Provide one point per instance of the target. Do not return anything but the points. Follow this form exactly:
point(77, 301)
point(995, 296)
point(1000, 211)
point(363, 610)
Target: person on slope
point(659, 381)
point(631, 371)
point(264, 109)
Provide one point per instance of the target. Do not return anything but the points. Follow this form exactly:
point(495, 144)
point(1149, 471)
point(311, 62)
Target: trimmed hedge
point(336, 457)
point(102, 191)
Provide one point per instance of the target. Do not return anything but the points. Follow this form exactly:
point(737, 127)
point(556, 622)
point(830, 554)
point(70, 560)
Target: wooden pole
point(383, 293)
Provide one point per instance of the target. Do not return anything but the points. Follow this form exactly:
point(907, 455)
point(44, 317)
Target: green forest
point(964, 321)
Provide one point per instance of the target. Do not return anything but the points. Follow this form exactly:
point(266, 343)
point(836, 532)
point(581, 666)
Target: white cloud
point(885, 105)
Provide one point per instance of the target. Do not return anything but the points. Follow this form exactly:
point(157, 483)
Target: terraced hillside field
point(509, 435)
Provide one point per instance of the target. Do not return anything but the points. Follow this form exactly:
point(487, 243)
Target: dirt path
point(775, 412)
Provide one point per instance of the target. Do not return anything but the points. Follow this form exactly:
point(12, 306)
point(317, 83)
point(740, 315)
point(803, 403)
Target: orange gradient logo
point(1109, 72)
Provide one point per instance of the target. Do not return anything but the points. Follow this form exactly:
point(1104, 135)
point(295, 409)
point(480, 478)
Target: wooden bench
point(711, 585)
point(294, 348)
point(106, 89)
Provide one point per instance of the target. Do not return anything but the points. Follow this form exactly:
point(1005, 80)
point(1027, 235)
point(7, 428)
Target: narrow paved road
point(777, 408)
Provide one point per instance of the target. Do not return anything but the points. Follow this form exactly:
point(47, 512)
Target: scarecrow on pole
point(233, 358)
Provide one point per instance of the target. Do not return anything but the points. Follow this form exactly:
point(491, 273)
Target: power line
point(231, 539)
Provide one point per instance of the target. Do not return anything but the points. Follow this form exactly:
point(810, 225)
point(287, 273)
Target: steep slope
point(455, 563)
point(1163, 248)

• • •

_Task_
Take the entries above and transcribe them in full.

_The reply_
Provide one point per instance of the target. Do not return anything but the points. Follow this form exactly:
point(77, 301)
point(995, 296)
point(1000, 211)
point(363, 610)
Target: person on slope
point(659, 381)
point(631, 371)
point(264, 109)
Provide one point per instance of the target. Do not return anything but the points. Follow this form exactly:
point(495, 144)
point(1149, 471)
point(311, 62)
Target: trimmed hedge
point(336, 457)
point(102, 191)
Provide one point per instance of the target. Do not return anything but the points. Follow this form exactly:
point(737, 127)
point(556, 622)
point(830, 554)
point(70, 560)
Target: wooden pole
point(383, 293)
Provide one point per instance of the target. Do not return anything but the points. Follow this form exactly:
point(907, 455)
point(44, 317)
Target: green forest
point(964, 321)
Provide one point per instance of the target. Do not return anything but the points. Follow this form exactly:
point(266, 343)
point(836, 532)
point(581, 666)
Target: white cloud
point(885, 105)
Provide one point per instance of the target. Do not return anything but the points. Follow this form exactly:
point(157, 483)
Target: terraced hillside field
point(509, 435)
Provide one point per instance of the target. Do not return anything but the points. Follow this form exactly:
point(487, 243)
Target: dirt path
point(775, 412)
Provide one point per instance of the target. Do not return anything but the points. Follow this form exactly:
point(12, 306)
point(317, 83)
point(740, 315)
point(803, 403)
Target: orange gradient logo
point(1109, 72)
Provide one point per instance of the target. Do not return anything but the points. Follow this form exactly:
point(1104, 135)
point(295, 409)
point(480, 478)
Target: wooden bench
point(711, 585)
point(294, 348)
point(106, 89)
Provide one point per instance of the target. Do not return anything but the points. Follow this form exactly:
point(1005, 80)
point(1027, 235)
point(7, 428)
Target: narrow paved road
point(777, 408)
Provide one point per instance of the target. Do not return anything but the points. Follow this form exactly:
point(47, 512)
Target: scarecrow on pole
point(233, 358)
Provide one point per instance of the target. Do not return anything but the points. Follow this form exactly:
point(491, 273)
Target: power line
point(231, 539)
Provide one point per instance of the target. Do not return anything but the points. Follow this form exactly:
point(810, 225)
point(287, 273)
Target: steep slope
point(455, 563)
point(1163, 248)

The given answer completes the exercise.